TESTO FORNITO
DEAD MEADOW – Feathers

Tra le legioni di nuovi psycho rockers degli anni ’90-’00, i Dead Meadow hanno saputo diligentemente ritagliarsi il loro spazio. Obiettivo raggiunto (anche) tenendosi fuori dalla carovana psych stoner e pensando invece a maturare uno stile proprio, che si è evoluto parecchio dal devasto fuzz dell’esordio omonimo.Rispetto alle precedenti prove su disco, “Feathers” presenta alcune novità. La line up è completata dall’ingresso di un secondo chitarrista che si affianca al singer Jason Simon. Ciò aggiunge coesione ad un sound già sperimentato: solidi riff sabbatthiani con ampie aperture psichedeliche, voce lontana e distante, elettricità e fuzz a volontà. Sessanta e Settanta sono dietro l’angolo, ma si capisce che l’intento del gruppo non è quello di suonare come un mero clone. In “Feathers” si avverte subito una maggiore attenzione alla melodia: gli arrangiamenti risultano più curati e lavorati, più forma-canzone e più Syd Barrett (in particolare l’apertura di “At her open door”, dove la citazione è evidente). Questo non comporta però aperture al mercato o compromessi: pur rinunciando a fuzz e distorsioni, il sound risulta avvolgente, se possibile ancora più acido ed elettrico che in passato.

ISTRUZIONI DELL'ESERCIZIO
a – Trasforma in un elenco puntato il paragrafo della recensione che comincia con «Tra le legioni di nuovi psycho rockers», mantenendone i fatti principali.
b – Riassumi in due frasi la recensione di "Feathers".

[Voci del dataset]
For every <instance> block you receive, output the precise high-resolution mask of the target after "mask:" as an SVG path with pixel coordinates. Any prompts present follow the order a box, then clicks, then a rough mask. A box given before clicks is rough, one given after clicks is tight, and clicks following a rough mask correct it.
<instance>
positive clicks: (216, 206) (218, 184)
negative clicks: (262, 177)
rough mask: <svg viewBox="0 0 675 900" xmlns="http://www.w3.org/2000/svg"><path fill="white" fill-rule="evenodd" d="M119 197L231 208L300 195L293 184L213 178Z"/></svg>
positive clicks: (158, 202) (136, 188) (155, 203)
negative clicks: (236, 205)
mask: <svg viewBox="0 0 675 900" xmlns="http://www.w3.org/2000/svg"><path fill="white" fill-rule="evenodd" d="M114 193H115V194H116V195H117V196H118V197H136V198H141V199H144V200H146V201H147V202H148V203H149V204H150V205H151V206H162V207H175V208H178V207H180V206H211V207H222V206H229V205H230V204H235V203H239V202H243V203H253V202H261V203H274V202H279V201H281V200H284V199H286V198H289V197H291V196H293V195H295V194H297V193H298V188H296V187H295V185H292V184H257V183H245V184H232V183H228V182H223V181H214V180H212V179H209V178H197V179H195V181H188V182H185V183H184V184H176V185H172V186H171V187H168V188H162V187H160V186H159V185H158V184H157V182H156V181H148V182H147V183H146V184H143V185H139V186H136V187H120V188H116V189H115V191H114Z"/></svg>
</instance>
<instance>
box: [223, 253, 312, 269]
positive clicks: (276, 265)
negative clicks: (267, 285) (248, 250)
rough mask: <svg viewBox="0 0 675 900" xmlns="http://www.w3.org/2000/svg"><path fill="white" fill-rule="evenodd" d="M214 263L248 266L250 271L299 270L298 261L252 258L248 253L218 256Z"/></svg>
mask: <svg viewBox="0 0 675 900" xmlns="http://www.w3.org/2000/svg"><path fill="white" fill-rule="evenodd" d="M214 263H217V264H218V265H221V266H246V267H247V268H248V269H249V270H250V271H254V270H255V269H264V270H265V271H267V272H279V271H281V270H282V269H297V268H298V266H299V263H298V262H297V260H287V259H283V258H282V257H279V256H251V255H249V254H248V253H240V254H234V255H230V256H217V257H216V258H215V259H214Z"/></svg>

RISPOSTE AI COMPITI
a –
- Tra i nuovi psycho rockers degli anni ’90-’00, i Dead Meadow si sono ritagliati un proprio spazio. Ci sono riusciti anche restando fuori dalla carovana psych stoner e maturando uno stile personale, molto evoluto rispetto al fuzz dell'esordio omonimo.
- In "Feathers" la line up si completa con un secondo chitarrista accanto al cantante Jason Simon. Questo dà coesione a un sound già sperimentato: riff solidi con ampie aperture psichedeliche, voce lontana, elettricità e fuzz.
- I richiami agli anni Sessanta e Settanta sono evidenti, ma il gruppo non intende essere un semplice clone.
- Il disco mostra una maggiore attenzione alla melodia, con arrangiamenti più curati, più forma-canzone e più Syd Barrett. La citazione è evidente nell'apertura di "At her open door".
- Non ci sono aperture al mercato né compromessi: pur rinunciando a fuzz e distorsioni, il sound resta avvolgente e forse ancora più acido ed elettrico che in passato.

b – I Dead Meadow si sono ritagliati uno spazio tra i nuovi psycho rockers maturando uno stile proprio, e in "Feathers" l'ingresso di un secondo chitarrista accanto a Jason Simon aggiunge coesione al loro sound psichedelico. Il disco mostra più attenzione alla melodia, con arrangiamenti più curati e più Syd Barrett, senza compromessi commerciali e con un suono forse ancora più acido ed elettrico che in passato.